• **Work required**: Search the entries below for "racing". Report each line where it occurs.

• **Input records**:

/---

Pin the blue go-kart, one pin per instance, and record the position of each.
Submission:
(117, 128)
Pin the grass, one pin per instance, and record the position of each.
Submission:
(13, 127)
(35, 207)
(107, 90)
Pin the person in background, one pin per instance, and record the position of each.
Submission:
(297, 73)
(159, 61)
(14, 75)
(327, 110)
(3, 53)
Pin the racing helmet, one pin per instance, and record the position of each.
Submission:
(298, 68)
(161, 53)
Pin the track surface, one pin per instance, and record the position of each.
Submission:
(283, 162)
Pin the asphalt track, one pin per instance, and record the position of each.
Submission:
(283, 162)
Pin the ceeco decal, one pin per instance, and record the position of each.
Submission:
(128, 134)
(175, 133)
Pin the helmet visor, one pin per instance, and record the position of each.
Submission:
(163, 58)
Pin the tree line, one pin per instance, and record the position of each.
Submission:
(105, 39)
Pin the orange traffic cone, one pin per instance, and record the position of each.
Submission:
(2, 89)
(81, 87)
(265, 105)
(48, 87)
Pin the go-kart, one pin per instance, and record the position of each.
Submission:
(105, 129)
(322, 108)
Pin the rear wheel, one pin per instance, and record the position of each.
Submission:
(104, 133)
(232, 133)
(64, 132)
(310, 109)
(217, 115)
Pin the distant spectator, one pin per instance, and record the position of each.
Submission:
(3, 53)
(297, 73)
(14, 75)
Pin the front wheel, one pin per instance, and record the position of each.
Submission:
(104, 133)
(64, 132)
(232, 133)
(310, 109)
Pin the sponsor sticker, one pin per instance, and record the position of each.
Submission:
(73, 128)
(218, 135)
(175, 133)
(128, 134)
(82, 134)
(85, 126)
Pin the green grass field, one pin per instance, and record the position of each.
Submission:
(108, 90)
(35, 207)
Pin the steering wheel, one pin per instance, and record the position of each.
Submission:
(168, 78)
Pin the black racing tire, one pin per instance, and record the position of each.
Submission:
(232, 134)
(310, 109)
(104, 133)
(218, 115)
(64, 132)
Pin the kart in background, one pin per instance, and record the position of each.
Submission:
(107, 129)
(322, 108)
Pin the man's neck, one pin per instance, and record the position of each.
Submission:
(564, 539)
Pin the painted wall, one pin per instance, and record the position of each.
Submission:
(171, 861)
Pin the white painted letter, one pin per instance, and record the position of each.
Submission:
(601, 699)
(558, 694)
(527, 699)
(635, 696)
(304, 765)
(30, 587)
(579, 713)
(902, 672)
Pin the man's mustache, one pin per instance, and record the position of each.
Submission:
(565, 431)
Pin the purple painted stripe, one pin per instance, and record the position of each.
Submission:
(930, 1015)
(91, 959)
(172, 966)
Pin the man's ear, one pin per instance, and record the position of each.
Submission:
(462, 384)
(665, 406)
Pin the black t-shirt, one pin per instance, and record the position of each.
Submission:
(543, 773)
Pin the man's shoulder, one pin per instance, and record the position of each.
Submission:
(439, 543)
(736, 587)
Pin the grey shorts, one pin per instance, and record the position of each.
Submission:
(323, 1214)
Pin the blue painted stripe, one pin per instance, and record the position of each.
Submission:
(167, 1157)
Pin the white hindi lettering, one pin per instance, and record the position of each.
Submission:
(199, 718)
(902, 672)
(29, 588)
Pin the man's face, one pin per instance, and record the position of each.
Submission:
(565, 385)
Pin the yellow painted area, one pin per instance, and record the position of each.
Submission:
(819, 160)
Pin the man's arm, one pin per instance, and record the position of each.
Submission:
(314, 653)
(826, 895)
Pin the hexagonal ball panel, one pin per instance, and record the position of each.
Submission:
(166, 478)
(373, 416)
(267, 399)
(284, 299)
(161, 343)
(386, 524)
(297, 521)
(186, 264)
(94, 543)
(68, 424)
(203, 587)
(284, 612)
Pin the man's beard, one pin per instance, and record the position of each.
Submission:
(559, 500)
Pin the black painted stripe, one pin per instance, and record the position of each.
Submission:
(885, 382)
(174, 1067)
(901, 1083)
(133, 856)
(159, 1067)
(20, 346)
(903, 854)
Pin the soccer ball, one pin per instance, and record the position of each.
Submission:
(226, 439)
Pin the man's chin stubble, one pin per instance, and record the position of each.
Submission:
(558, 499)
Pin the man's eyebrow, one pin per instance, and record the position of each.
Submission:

\---

• **Answer space**:
Pin the racing helmet, one pin per instance, and record the position of each.
Pin the black racing tire, one pin per instance, and record the position of each.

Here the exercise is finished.